---------- Texte à lire ----------

L’avènement du bureau, de l’hôtel particulier à l’open-space

De l’hôtel particulier à l’espace partagé

Jusqu’à la deuxième moitié du XIXe siècle, c’est la forme domestique qui domine dans le travail intellectuel ou comptable (c’est-à-dire hors de la chaîne de montage ou de l’atelier). Le bureau du patron est installé dans son hôtel particulier, les notaires travaillent à domicile, etc. Puis une double standardisation s’ensuit, sous l’impulsion de la comptabilité et de la reprographie, qui nécessitent des machines particulières (d’ailleurs en miroir des activités copistes et comptables des moines, qui a amené au développement du bureau, à la fois table et espace de travail commun).


Concernant les bureaux de comptabilité, ce sont les banques qui les ont sorti des hôtels particuliers et des ateliers pour les introduire dans de vastes espaces de travail. On les retrouve dans la Banque d’Angleterre par exemple, dont le chantier a été mené par l’architecte John Soane jusqu’en 1827 ; ou au siège du Crédit Lyonnais à Paris en 1878¹ . Ce dernier présente un des ensembles mobiliers réalisés spécifiquement pour l’activité bancaire les plus aboutis, sans reprendre la forme du bureau domestique.


Concernant les espaces de reprographie, on voit apparaître à la fin du XIXe les pools de dactylos : les femmes travaillent ensemble dans la même pièce, alignées en rang, assises devant des machines à écrire, comme les moines dans les scriptorium. Si la disposition rappelle la chaîne de montage, le travail n’est pas de la même nature (il n’y a pas de chaîne). C’est le début de l’espace de bureau tel qu’on le connaît de nos jours ; et qui préfigure, nous y viendrons, le bureau en plan ouvert.

----------

- **Exercice 1**
Redonnez en entier le texte sur l'histoire du bureau, sans y changer un seul mot.

---------- Données fournies ----------

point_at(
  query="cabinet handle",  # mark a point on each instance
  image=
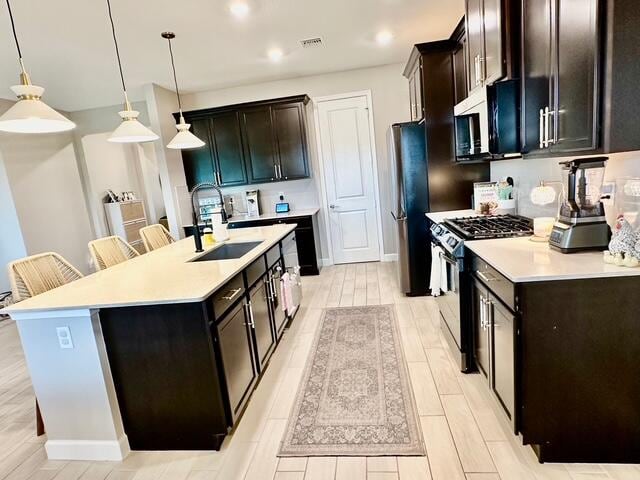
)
(550, 116)
(231, 294)
(541, 128)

----------

- **Exercice 2**
Recopiez à l'identique toutes les lignes du listing ci-dessus, sans y mettre les images.

- **Réponse écrite 1**
L’avènement du bureau, de l’hôtel particulier à l’open-space

De l’hôtel particulier à l’espace partagé

Jusqu’à la deuxième moitié du XIXe siècle, c’est la forme domestique qui domine dans le travail intellectuel ou comptable (c’est-à-dire hors de la chaîne de montage ou de l’atelier). Le bureau du patron est installé dans son hôtel particulier, les notaires travaillent à domicile, etc. Puis une double standardisation s’ensuit, sous l’impulsion de la comptabilité et de la reprographie, qui nécessitent des machines particulières (d’ailleurs en miroir des activités copistes et comptables des moines, qui a amené au développement du bureau, à la fois table et espace de travail commun).


Concernant les bureaux de comptabilité, ce sont les banques qui les ont sorti des hôtels particuliers et des ateliers pour les introduire dans de vastes espaces de travail. On les retrouve dans la Banque d’Angleterre par exemple, dont le chantier a été mené par l’architecte John Soane jusqu’en 1827 ; ou au siège du Crédit Lyonnais à Paris en 1878¹ . Ce dernier présente un des ensembles mobiliers réalisés spécifiquement pour l’activité bancaire les plus aboutis, sans reprendre la forme du bureau domestique.


Concernant les espaces de reprographie, on voit apparaître à la fin du XIXe les pools de dactylos : les femmes travaillent ensemble dans la même pièce, alignées en rang, assises devant des machines à écrire, comme les moines dans les scriptorium. Si la disposition rappelle la chaîne de montage, le travail n’est pas de la même nature (il n’y a pas de chaîne). C’est le début de l’espace de bureau tel qu’on le connaît de nos jours ; et qui préfigure, nous y viendrons, le bureau en plan ouvert.

- **Réponse écrite 2**
point_at(
  query="cabinet handle",  # mark a point on each instance
  image=
)
(550, 116)
(231, 294)
(541, 128)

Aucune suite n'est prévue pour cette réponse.